(Extracted records)
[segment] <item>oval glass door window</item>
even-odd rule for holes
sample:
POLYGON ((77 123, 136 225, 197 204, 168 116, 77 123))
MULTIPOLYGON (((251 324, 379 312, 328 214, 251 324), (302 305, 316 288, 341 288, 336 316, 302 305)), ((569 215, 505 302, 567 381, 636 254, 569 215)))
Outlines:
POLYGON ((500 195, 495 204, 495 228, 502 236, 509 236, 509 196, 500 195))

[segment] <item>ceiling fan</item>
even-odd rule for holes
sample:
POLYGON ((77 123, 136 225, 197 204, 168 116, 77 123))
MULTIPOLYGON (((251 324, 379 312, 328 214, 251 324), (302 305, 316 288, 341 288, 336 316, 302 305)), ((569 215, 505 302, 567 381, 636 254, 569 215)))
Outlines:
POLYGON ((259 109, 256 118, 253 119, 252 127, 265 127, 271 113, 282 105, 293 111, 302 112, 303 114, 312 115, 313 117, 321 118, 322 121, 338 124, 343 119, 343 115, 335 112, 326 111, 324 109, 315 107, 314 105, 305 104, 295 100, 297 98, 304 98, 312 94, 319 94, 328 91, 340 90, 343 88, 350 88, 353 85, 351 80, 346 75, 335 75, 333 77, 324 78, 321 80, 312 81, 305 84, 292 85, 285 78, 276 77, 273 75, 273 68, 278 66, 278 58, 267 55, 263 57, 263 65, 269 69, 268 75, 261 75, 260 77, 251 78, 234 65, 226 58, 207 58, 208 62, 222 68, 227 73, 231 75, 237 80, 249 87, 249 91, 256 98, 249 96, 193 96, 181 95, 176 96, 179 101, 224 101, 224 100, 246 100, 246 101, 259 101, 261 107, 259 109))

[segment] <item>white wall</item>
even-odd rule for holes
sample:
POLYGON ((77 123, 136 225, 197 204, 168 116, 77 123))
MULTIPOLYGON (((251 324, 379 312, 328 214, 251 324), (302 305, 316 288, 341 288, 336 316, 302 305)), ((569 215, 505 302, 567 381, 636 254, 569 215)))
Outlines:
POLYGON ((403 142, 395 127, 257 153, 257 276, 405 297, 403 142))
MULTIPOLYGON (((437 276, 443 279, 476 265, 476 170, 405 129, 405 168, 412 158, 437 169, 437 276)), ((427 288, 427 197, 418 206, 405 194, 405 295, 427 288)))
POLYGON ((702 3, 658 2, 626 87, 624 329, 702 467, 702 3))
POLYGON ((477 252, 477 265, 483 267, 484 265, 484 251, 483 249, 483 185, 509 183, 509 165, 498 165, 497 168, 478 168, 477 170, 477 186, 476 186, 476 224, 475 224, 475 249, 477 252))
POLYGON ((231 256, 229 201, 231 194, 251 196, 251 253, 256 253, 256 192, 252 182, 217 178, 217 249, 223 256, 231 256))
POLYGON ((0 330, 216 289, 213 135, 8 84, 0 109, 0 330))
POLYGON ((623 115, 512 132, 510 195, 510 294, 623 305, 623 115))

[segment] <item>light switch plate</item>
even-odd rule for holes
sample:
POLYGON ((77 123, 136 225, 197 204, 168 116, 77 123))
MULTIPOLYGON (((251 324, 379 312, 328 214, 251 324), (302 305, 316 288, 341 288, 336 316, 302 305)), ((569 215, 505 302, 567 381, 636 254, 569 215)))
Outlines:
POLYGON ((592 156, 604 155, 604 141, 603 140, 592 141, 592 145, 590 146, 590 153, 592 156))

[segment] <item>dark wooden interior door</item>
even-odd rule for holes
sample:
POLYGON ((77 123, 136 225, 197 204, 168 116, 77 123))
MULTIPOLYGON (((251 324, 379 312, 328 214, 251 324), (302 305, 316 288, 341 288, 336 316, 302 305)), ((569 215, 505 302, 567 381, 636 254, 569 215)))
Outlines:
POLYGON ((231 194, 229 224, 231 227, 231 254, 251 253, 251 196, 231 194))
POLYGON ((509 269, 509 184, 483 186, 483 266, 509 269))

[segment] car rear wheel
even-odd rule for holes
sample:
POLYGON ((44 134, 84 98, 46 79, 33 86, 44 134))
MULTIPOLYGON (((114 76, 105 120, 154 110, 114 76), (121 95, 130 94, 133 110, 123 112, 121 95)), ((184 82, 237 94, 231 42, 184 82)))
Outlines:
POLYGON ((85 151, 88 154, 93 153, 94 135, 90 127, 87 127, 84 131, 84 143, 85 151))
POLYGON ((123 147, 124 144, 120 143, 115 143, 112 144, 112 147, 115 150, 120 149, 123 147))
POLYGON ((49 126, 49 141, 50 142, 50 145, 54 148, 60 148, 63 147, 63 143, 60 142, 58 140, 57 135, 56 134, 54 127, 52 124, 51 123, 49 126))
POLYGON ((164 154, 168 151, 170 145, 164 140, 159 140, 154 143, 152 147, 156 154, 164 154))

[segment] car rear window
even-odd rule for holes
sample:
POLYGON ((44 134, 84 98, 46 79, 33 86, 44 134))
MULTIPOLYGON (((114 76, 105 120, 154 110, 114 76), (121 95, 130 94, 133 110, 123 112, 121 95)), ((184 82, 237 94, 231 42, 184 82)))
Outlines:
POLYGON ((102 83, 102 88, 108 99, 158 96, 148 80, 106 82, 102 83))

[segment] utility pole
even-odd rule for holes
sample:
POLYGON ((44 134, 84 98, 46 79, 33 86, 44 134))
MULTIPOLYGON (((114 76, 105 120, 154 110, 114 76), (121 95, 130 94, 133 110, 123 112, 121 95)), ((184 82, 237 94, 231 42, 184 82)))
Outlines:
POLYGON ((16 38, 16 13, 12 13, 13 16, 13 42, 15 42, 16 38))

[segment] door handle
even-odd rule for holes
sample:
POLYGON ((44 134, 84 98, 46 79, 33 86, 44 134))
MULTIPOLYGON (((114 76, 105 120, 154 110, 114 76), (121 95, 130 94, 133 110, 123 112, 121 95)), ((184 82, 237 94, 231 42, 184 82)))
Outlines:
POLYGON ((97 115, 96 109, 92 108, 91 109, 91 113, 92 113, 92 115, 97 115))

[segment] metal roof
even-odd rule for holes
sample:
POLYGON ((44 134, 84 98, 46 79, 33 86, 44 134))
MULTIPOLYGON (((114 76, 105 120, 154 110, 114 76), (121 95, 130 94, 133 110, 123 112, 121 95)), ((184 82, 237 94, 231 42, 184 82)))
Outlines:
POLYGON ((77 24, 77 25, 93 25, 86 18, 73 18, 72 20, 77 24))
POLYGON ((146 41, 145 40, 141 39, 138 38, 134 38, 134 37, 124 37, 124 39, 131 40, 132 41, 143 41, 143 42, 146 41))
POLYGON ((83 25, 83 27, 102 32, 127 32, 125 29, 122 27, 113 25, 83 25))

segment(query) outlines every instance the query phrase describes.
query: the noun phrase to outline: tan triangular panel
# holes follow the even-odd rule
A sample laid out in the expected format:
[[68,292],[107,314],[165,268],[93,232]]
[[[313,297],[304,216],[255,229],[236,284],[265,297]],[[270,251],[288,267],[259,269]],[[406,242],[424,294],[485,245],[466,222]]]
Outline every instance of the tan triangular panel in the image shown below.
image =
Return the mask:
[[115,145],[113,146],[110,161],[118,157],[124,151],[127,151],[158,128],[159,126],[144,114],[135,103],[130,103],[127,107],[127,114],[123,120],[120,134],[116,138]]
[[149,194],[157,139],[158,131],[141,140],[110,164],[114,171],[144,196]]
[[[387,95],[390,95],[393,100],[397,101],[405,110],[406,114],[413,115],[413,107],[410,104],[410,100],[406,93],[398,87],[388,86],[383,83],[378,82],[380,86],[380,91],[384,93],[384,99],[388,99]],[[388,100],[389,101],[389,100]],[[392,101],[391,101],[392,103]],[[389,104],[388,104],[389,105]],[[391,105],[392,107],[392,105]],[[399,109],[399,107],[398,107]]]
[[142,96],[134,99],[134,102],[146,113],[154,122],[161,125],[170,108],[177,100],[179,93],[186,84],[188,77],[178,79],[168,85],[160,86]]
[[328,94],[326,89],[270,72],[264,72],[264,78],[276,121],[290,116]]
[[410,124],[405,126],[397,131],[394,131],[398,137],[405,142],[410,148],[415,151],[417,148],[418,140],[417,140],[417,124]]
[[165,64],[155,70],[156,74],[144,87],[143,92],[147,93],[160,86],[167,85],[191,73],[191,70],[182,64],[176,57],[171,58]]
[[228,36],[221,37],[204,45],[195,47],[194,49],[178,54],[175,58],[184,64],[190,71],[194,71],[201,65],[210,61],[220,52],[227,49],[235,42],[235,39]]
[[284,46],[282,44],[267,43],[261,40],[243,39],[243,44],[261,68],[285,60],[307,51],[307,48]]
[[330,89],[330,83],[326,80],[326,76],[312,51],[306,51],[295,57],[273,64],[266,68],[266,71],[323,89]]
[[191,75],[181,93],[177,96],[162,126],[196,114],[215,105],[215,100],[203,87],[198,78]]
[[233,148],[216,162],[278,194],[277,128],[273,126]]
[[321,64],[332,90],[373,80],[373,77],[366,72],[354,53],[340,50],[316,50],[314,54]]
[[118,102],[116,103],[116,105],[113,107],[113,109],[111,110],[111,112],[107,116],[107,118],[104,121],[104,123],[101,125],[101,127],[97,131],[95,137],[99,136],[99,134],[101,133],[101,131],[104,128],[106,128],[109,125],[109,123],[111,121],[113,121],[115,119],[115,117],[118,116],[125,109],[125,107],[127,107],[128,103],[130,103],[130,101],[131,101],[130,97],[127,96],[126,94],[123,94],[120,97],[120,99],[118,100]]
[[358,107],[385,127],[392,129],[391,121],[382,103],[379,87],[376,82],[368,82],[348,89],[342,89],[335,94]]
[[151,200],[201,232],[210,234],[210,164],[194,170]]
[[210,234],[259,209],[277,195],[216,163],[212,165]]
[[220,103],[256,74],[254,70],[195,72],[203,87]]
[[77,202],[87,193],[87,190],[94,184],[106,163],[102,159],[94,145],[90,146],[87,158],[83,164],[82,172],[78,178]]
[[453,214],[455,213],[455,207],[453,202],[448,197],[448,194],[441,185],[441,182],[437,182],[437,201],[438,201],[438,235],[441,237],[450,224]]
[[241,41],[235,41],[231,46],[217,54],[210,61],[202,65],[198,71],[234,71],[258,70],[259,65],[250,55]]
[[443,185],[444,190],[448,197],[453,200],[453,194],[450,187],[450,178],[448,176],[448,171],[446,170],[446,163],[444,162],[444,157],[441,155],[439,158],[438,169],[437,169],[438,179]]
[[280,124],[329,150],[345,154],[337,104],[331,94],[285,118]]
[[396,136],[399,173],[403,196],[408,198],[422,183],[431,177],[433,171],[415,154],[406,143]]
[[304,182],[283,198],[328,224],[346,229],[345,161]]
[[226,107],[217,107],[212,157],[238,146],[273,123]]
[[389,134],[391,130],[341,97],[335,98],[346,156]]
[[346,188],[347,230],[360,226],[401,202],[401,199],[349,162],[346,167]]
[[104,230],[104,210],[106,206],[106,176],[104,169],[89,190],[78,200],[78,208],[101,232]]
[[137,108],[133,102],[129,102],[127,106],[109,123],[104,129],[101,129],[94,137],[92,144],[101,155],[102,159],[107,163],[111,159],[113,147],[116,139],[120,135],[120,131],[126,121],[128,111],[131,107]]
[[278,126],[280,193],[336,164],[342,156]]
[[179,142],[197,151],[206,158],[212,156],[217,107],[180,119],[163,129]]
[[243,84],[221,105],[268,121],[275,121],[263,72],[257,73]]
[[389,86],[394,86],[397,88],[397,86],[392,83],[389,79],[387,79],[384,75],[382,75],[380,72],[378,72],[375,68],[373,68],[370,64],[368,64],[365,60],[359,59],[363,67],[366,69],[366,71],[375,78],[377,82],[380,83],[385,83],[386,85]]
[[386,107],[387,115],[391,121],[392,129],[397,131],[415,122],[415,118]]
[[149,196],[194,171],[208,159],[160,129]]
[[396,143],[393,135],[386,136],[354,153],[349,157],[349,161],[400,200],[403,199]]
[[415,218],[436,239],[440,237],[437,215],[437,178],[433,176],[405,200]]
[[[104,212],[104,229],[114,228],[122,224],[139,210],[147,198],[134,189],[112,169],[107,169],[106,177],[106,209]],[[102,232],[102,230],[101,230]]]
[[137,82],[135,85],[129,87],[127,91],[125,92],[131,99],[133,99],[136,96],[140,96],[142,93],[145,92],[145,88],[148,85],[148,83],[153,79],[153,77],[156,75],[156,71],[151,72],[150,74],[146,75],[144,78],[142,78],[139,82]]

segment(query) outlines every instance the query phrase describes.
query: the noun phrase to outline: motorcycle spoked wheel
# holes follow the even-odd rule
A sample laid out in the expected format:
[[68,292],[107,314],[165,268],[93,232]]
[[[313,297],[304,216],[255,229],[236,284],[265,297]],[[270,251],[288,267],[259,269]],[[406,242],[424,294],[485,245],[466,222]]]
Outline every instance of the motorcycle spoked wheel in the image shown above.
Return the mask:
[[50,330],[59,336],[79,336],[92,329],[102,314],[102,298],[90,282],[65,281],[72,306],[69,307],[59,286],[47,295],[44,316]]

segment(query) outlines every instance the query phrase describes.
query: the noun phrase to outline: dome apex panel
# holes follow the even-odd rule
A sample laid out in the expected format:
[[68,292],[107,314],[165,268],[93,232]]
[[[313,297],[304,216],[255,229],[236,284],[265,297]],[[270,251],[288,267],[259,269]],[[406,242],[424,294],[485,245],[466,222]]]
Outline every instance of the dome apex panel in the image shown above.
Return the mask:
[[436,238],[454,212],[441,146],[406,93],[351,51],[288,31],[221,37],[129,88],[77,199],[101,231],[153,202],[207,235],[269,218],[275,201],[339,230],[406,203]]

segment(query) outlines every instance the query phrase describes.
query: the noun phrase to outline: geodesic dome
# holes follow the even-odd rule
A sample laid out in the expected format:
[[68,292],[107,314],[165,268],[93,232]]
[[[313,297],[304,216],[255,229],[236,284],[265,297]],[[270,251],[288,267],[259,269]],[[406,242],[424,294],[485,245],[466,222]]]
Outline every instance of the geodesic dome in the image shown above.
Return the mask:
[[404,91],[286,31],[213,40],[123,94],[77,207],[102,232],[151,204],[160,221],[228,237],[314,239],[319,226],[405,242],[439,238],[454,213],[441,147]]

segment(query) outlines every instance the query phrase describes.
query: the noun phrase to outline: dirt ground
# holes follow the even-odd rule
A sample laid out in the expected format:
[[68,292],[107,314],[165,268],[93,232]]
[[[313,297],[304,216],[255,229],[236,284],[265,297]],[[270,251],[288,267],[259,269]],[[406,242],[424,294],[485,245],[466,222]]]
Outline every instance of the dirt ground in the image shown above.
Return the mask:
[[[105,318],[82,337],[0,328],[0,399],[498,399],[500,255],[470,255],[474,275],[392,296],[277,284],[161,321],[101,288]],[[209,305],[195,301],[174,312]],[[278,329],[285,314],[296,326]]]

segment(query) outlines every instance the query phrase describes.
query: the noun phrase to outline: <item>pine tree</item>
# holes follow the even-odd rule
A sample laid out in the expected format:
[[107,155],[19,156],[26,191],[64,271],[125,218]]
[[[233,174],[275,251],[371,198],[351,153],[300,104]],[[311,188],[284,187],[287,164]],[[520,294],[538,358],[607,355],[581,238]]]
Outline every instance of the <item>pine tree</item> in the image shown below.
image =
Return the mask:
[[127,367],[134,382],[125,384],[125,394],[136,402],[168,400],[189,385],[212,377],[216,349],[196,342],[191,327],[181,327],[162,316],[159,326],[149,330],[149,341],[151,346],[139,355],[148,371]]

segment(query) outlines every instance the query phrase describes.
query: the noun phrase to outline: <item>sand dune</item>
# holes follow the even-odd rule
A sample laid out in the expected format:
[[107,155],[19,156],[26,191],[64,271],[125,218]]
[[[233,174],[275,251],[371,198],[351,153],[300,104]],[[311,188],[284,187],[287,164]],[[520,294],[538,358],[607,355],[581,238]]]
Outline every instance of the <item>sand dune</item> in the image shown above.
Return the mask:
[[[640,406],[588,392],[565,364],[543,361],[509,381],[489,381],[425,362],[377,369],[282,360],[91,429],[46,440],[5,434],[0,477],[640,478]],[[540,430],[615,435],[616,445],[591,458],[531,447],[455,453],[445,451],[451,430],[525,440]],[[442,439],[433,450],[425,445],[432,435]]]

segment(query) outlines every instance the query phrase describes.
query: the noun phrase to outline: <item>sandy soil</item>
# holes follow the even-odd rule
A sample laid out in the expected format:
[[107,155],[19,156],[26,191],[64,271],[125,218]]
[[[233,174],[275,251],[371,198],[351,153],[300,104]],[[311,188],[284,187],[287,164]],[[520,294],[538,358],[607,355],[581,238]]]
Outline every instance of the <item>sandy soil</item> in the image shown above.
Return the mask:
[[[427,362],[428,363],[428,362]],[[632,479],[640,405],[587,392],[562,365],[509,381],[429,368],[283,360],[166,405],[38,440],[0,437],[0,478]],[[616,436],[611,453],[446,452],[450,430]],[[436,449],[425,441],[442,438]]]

*Problem to solve*
Convert the lines above, from the first one through the line containing "POLYGON ((500 195, 495", inclusive, into a Markdown table with the columns Row and Line. Leave out any blank lines.

*Finished answer*
| Row | Line |
|---|---|
| 1 | [segment] <item>oval glass door window</item> |
| 2 | even-odd rule for holes |
| 3 | sample: |
| 4 | POLYGON ((77 123, 136 225, 197 204, 168 116, 77 123)) |
| 5 | MULTIPOLYGON (((251 324, 379 312, 328 214, 251 324), (302 305, 316 288, 341 288, 336 316, 302 305)), ((569 215, 505 302, 567 381, 636 254, 569 215))) |
| 6 | Outlines: |
| 7 | POLYGON ((500 195, 495 204, 495 228, 502 236, 509 236, 509 196, 500 195)) |